- **Aim of the exercise**
Select every line in the entries below that contains the word "duck", matching its case exactly, and copy each of those lines.

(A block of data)
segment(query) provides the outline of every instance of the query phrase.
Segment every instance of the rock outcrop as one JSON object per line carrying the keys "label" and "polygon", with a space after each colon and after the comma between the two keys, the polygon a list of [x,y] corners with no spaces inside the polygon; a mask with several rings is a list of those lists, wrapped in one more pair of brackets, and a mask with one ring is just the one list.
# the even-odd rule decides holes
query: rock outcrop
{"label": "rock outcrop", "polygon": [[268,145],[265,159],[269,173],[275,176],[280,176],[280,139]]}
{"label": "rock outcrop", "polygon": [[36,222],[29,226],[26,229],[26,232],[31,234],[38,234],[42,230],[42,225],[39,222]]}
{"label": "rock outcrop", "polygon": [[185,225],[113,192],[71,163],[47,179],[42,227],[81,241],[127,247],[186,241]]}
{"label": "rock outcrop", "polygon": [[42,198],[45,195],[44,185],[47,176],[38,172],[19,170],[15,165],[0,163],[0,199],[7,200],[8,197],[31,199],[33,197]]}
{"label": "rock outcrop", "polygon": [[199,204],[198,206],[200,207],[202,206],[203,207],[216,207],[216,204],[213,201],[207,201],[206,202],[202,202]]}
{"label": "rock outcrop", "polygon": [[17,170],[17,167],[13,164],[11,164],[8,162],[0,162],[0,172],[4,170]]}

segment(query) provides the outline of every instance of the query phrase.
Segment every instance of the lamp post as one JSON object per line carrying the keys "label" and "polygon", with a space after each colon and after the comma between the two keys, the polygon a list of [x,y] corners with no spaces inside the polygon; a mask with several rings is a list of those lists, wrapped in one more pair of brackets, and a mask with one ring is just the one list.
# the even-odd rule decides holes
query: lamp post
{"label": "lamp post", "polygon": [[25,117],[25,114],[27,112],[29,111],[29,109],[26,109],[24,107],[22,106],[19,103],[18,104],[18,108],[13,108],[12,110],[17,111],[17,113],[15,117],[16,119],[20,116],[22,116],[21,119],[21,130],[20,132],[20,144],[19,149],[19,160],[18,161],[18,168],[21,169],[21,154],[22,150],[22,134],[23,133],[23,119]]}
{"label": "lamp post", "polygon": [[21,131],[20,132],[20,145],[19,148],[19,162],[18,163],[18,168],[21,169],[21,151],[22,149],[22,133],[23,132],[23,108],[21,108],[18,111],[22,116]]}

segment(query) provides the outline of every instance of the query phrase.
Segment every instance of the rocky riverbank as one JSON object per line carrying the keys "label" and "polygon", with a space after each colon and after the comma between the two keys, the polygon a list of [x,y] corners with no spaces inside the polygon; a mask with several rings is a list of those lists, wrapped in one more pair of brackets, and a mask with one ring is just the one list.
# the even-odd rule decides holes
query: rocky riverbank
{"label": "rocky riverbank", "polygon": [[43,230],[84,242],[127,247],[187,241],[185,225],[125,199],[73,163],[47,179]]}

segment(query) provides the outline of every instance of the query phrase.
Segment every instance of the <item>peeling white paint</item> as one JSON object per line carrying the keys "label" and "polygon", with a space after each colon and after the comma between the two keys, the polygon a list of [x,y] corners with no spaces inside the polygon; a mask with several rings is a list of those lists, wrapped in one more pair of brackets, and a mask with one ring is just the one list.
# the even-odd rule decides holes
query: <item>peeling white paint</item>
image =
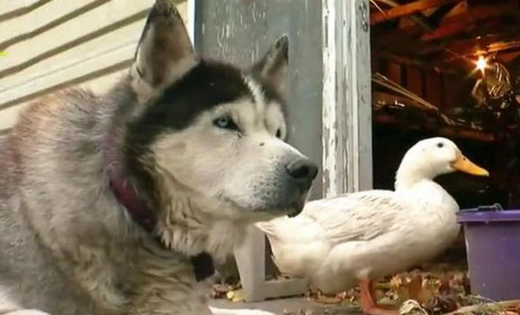
{"label": "peeling white paint", "polygon": [[324,196],[372,187],[368,0],[322,0]]}

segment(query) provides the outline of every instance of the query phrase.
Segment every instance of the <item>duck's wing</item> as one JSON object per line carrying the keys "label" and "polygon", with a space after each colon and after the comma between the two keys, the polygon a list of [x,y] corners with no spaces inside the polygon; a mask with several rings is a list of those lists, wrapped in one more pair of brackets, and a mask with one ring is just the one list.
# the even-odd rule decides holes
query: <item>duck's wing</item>
{"label": "duck's wing", "polygon": [[318,223],[332,243],[368,241],[389,233],[406,203],[387,190],[371,190],[311,201],[303,214]]}

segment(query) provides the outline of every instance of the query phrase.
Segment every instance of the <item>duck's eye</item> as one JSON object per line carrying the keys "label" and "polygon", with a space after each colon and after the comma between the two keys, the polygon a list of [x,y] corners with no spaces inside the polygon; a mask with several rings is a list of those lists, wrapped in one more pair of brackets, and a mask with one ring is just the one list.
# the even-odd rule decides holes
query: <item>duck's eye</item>
{"label": "duck's eye", "polygon": [[238,130],[237,125],[229,116],[222,116],[213,121],[213,124],[222,129]]}

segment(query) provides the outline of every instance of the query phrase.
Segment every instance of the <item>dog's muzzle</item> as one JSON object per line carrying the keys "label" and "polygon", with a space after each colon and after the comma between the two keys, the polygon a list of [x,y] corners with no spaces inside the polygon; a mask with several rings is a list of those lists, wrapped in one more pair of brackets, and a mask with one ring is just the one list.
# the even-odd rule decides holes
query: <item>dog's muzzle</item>
{"label": "dog's muzzle", "polygon": [[298,157],[285,165],[285,185],[281,201],[289,216],[301,212],[312,182],[318,174],[318,166],[308,158]]}
{"label": "dog's muzzle", "polygon": [[318,174],[318,165],[307,158],[293,160],[285,165],[285,170],[293,182],[302,191],[309,190]]}

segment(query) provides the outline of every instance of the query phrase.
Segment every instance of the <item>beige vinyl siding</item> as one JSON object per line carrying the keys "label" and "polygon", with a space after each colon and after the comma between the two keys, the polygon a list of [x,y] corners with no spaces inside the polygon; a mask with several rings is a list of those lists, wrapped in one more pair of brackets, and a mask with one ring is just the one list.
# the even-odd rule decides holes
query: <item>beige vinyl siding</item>
{"label": "beige vinyl siding", "polygon": [[[1,0],[0,133],[34,98],[103,92],[130,65],[153,0]],[[187,16],[187,5],[179,5]]]}

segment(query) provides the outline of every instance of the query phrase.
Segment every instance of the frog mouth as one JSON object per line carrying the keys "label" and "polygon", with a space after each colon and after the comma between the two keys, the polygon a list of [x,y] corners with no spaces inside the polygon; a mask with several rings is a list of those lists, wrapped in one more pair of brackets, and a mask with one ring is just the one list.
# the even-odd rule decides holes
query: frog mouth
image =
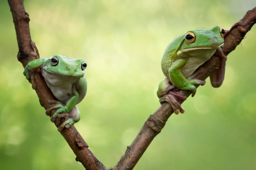
{"label": "frog mouth", "polygon": [[50,70],[47,70],[47,71],[47,71],[47,72],[49,73],[51,73],[52,74],[52,75],[58,75],[59,76],[61,76],[61,77],[69,77],[69,78],[81,78],[82,77],[84,76],[84,75],[76,75],[75,74],[74,74],[73,75],[67,75],[67,74],[62,74],[62,73],[56,73],[56,72],[53,72],[52,71],[51,71]]}
{"label": "frog mouth", "polygon": [[[218,48],[219,48],[220,46],[222,46],[222,45],[223,45],[224,44],[224,43],[222,43],[220,45],[218,46],[216,46],[216,47],[213,47],[191,48],[191,49],[185,49],[181,50],[181,51],[182,51],[182,53],[184,53],[184,52],[186,52],[189,51],[192,51],[192,50],[217,49]],[[178,51],[177,53],[178,52],[179,52],[179,51]]]}

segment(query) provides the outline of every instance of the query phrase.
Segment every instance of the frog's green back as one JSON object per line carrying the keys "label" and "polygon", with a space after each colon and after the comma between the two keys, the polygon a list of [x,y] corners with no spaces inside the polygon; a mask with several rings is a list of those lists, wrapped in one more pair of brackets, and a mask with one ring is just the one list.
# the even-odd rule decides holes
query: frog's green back
{"label": "frog's green back", "polygon": [[162,71],[164,75],[168,77],[168,70],[172,64],[177,60],[177,51],[181,48],[181,46],[185,38],[185,35],[183,34],[173,40],[169,44],[163,55],[161,66]]}

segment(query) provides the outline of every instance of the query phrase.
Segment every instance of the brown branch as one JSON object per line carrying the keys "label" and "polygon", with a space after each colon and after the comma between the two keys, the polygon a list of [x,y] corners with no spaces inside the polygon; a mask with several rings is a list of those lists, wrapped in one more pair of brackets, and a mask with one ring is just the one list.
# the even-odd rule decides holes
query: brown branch
{"label": "brown branch", "polygon": [[[30,55],[30,53],[33,51],[34,49],[30,45],[29,18],[25,11],[22,0],[8,0],[8,3],[16,30],[19,48],[18,59],[23,66],[25,66],[30,61],[36,59],[34,56]],[[37,87],[36,91],[40,103],[45,109],[50,108],[51,105],[48,104],[47,100],[54,99],[54,96],[47,87],[41,74],[36,73],[34,77],[34,83]],[[52,115],[52,114],[53,112],[51,115]],[[55,122],[56,126],[58,127],[61,124],[61,121],[63,122],[65,120],[57,119]],[[87,170],[107,169],[94,156],[89,149],[87,144],[73,126],[69,129],[65,129],[60,132],[76,155],[76,161],[80,161]]]}
{"label": "brown branch", "polygon": [[[225,38],[225,46],[223,49],[225,55],[227,55],[235,49],[256,22],[256,7],[248,11],[244,18],[233,25],[228,32]],[[205,79],[220,64],[220,58],[213,56],[202,66],[204,69],[204,72],[196,76],[196,78]],[[183,91],[180,91],[178,93],[187,97],[191,93],[190,92]],[[170,105],[165,102],[151,115],[131,145],[127,147],[124,155],[112,170],[132,170],[154,138],[161,132],[173,113]]]}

- **Solution below**
Segment every instance of the <item>duck's wing</item> as one JSON object per line carrying the keys "label" and "polygon", with a space after each colon and after the comma between the two keys, the polygon a list of [x,y] corners with no spaces inside the polygon; a mask with several rings is a list of those lists, wrapped in one more pair of brackets, and a mask with one ring is just the one list.
query: <item>duck's wing</item>
{"label": "duck's wing", "polygon": [[318,223],[332,243],[368,241],[389,233],[406,203],[387,190],[371,190],[311,201],[303,214]]}
Segment every instance of the <item>duck's eye</item> as one JSON object per line carrying the keys "label" and "polygon", with a space after each colon and after the comma between the two keys, the polygon a list of [x,y] corners with no spaces inside the polygon; a mask with several rings is a list of those lists, wrapped in one more pair of brackets, and a mask with one ring is just the one list.
query: <item>duck's eye</item>
{"label": "duck's eye", "polygon": [[238,130],[237,125],[229,116],[222,116],[213,121],[213,124],[222,129]]}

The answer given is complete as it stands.